--- begin ---
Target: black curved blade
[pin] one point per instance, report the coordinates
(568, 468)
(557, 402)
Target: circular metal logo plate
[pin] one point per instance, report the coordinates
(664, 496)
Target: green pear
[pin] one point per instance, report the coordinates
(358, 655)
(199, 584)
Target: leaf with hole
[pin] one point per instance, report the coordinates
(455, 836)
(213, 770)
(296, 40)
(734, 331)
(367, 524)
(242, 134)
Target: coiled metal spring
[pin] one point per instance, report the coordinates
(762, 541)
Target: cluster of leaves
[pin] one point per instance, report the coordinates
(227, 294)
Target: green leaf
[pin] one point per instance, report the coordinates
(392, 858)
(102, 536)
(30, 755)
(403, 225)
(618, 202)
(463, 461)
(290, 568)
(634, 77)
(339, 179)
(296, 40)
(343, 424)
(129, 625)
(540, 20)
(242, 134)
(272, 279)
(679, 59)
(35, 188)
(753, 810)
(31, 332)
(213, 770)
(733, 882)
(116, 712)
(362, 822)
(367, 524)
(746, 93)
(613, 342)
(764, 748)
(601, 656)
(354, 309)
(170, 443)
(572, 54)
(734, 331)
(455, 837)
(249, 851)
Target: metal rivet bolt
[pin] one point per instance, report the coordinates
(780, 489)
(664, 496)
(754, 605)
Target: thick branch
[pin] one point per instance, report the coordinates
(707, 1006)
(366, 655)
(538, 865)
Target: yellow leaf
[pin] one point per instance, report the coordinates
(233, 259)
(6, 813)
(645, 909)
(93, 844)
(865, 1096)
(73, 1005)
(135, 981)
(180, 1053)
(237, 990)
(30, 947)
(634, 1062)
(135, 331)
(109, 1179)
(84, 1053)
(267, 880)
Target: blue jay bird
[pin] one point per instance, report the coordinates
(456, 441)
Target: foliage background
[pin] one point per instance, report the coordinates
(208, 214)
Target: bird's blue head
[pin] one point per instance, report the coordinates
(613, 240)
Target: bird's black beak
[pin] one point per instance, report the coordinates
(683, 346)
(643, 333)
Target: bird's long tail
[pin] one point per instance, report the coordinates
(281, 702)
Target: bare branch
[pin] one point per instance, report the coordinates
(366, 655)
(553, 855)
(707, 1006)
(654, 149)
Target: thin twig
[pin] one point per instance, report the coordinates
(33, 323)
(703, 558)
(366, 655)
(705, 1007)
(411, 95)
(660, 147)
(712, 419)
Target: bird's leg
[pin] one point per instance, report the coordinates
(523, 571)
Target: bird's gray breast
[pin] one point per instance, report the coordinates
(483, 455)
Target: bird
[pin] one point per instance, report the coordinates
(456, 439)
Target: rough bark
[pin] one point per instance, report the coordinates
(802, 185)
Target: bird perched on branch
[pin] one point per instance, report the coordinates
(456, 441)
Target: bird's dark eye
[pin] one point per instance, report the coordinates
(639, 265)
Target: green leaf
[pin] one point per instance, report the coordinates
--- end ---
*TASK DETAILS*
Express the lines above as a JSON list of strings, with one string for each line and any blank lines omitted.

*FINAL ANSWER*
[
  "Target: black curved blade",
  "[pin] one point per instance, report the coordinates",
  "(568, 468)",
  "(557, 402)",
  "Target: circular metal logo plate",
  "[pin] one point per instance, report the coordinates",
  "(664, 496)",
  "Target: green pear",
  "[pin] one point per instance, report the coordinates",
  "(358, 655)",
  "(199, 584)",
  "Target: leaf with hole",
  "[pin] one point per instance, report the coordinates",
  "(455, 836)",
  "(213, 770)",
  "(296, 40)",
  "(734, 331)",
  "(367, 524)",
  "(242, 134)",
  "Target: coiled metal spring",
  "[pin] one point per instance, report the coordinates",
  "(762, 541)",
  "Target: cluster of leaves",
  "[pin] one point per instance, report the coordinates",
  "(227, 294)",
  "Target: green leaf",
  "[pin] one point per instance, report the coordinates",
  "(392, 858)",
  "(102, 536)",
  "(30, 755)",
  "(403, 225)",
  "(618, 202)",
  "(463, 461)",
  "(290, 568)",
  "(634, 77)",
  "(339, 179)",
  "(296, 40)",
  "(343, 424)",
  "(129, 625)",
  "(540, 20)",
  "(242, 134)",
  "(272, 279)",
  "(679, 59)",
  "(35, 188)",
  "(753, 810)",
  "(31, 332)",
  "(213, 770)",
  "(733, 882)",
  "(116, 712)",
  "(362, 822)",
  "(367, 524)",
  "(746, 93)",
  "(613, 342)",
  "(764, 748)",
  "(601, 656)",
  "(354, 309)",
  "(170, 443)",
  "(572, 54)",
  "(734, 331)",
  "(455, 837)",
  "(249, 851)",
  "Target: metal rivet bolt",
  "[pin] one point per instance, report the coordinates",
  "(780, 489)",
  "(664, 496)",
  "(754, 605)",
  "Target: thick branch",
  "[pin] one point per instance, report the coordinates",
  "(707, 1006)",
  "(366, 655)",
  "(538, 865)",
  "Target: yellow leaf",
  "[pin] one point per instance, report the coordinates",
  "(233, 259)",
  "(6, 813)",
  "(645, 909)",
  "(93, 844)",
  "(865, 1096)",
  "(73, 1005)",
  "(135, 981)",
  "(180, 1053)",
  "(237, 990)",
  "(30, 947)",
  "(634, 1062)",
  "(135, 331)",
  "(109, 1179)",
  "(84, 1053)",
  "(267, 880)",
  "Target: blue jay bird",
  "[pin] one point per instance, report the coordinates",
  "(456, 441)",
  "Target: foliage background",
  "[pin] one point per instance, report the coordinates",
  "(208, 214)",
  "Target: bird's blue head",
  "[pin] one point per instance, report the coordinates",
  "(613, 240)",
  "Target: bird's black beak",
  "[pin] one point per instance, report the coordinates",
  "(683, 346)",
  "(643, 333)",
  "Target: bird's long tail",
  "[pin] one point per instance, report the coordinates",
  "(281, 702)",
  "Target: bare branch",
  "[pin] one point per instance, report the coordinates",
  "(366, 655)",
  "(553, 855)",
  "(707, 1006)",
  "(654, 149)",
  "Target: thin twig",
  "[pin] one point per instance, report the coordinates",
  "(33, 323)",
  "(703, 558)",
  "(366, 655)",
  "(705, 1007)",
  "(411, 95)",
  "(660, 147)",
  "(712, 419)",
  "Target: bird's leg",
  "[pin] one point per instance, report the coordinates",
  "(523, 571)",
  "Target: bird's gray breast",
  "[pin] one point per instance, report the coordinates",
  "(483, 455)",
  "Target: bird",
  "[pin] one point per instance, report the coordinates",
  "(456, 439)",
  "Target: rough bark",
  "[pin] one point per instance, report the coordinates",
  "(802, 185)",
  "Target: bird perched on branch",
  "[pin] one point per instance, report the coordinates",
  "(456, 441)",
  "Target: bird's dark eye",
  "[pin] one point per instance, report the coordinates",
  "(639, 265)",
  "Target: green leaf",
  "[pin] one point per instance, report the coordinates"
]